> _TEXTAUSZUG_
= = = = = = =

»Von ›Get Back‹ zu ›Let it Be‹« von Friedhelm Rathjen

Bevor Yoko kam

Friedhelm Rathjen erzählt haargenau die letzten Tage der Beatles nach.

Es gibt einen Unterschied zwischen Popmusik und dem, was Musikwissenschaftler »Kunstmusik« nennen: Pop bereitet weniger Mühe, und zwar dem Produzenten wie dem Rezipienten. Gitarrenbands, Elektrobastler, Rapper gibt’s in jeder Sackgasse, Rachmaninoff-Interpreten nicht. Diese spezifische Laxheit im Umgang mit dem musikalischen Material überträgt sich leider oft auch auf das Sprechen über Popmusik. Wo immer Pop das Thema eines Textes ist, kommt der Autor stilistisch gern im Hawaiihemd: Zerebral zu relaxen, gehört besonders in der musikalischen Fachpresse zu den Mitteln jedes Berufspoppers. Bewertung geht vor Beschreibung, praktische (Konsum-)Orientierung verdrängt theoretische Perspektiven. Zugleich haben die Heroen der Massenkultur zumindest im deutschsprachigen Raum kaum je in den wissenschaftlichen Diskurs hineingefunden; lediglich Bob Dylan und die Beatles – die beiden einzigen Exponenten der Popmusik, zu denen (und zwar erst 2009) ein »Cambridge Companion« erschienen ist – finden mehr als partikulare Beachtung in der Musikwissenschaft. Präzise Sprache und Pop, scheinen in Deutschland auch heute noch nur gegen den Trend vereinbar.

= = = = = = =

> _MATERIAL ERKUNDEN_
- A) Prüfe, ob die folgenden Aussagen mit dem Textauszug übereinstimmen. Antworte jeweils mit Ja oder Nein und zitiere wörtlich die entscheidenden Worte. (i) Der »Cambridge Companion« zu Bob Dylan und den Beatles ist erst 2009 erschienen. (ii) Rachmaninoff-Interpreten gibt es in jeder Sackgasse. (iii) Im Sprechen über Popmusik geht Beschreibung vor Bewertung.
- B) Nenne alle Gruppen, die es laut Textauszug „in jeder Sackgasse“ gibt.
- C) Wie kommt laut Textauszug der Autor stilistisch gern daher, wenn Pop das Thema eines Textes ist?

= = = = = = =

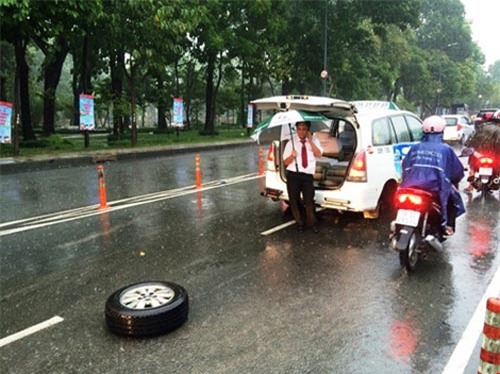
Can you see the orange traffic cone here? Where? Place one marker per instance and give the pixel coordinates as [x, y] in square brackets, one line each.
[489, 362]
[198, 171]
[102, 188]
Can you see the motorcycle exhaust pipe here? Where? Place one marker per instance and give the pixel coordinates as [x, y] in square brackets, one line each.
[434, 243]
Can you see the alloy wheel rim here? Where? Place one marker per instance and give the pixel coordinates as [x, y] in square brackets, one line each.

= = = = = = =

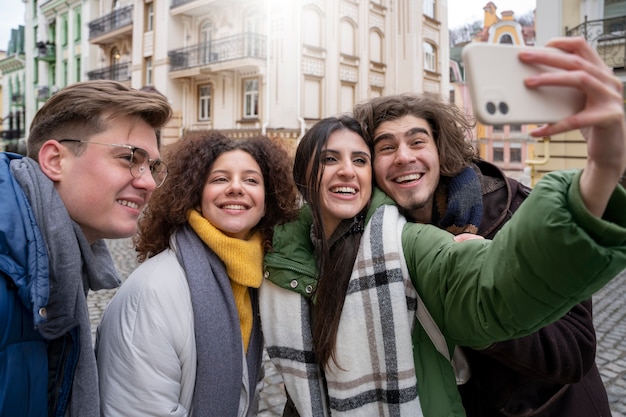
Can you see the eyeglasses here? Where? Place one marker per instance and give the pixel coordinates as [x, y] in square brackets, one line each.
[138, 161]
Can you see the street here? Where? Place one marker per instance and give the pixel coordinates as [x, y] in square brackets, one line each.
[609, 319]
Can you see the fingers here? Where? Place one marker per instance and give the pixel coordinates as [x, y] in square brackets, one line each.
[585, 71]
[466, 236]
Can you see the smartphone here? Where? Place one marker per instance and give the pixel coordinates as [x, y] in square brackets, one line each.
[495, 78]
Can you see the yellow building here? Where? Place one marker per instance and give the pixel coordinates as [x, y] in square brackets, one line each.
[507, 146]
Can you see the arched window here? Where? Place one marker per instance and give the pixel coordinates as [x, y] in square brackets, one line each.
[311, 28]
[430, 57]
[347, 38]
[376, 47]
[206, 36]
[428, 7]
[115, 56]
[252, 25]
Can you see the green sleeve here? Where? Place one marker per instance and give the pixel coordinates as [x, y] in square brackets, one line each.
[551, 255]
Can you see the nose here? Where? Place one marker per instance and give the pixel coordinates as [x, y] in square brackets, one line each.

= = = = = = =

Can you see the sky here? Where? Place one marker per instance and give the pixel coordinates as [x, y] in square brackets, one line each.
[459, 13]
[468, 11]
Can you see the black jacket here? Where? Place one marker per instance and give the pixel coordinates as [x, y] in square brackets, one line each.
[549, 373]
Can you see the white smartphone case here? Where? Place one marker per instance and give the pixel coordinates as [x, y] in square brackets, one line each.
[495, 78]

= = = = = = =

> _ANTWORTEN JE AUFGABE_
- A)
(i) Ja: „zu denen (und zwar erst 2009) ein »Cambridge Companion« erschienen ist“
(ii) Nein: „Gitarrenbands, Elektrobastler, Rapper gibt’s in jeder Sackgasse, Rachmaninoff-Interpreten nicht.“
(iii) Nein: „Bewertung geht vor Beschreibung“

- B) Gitarrenbands, Elektrobastler, Rapper

- C) Im Hawaiihemd.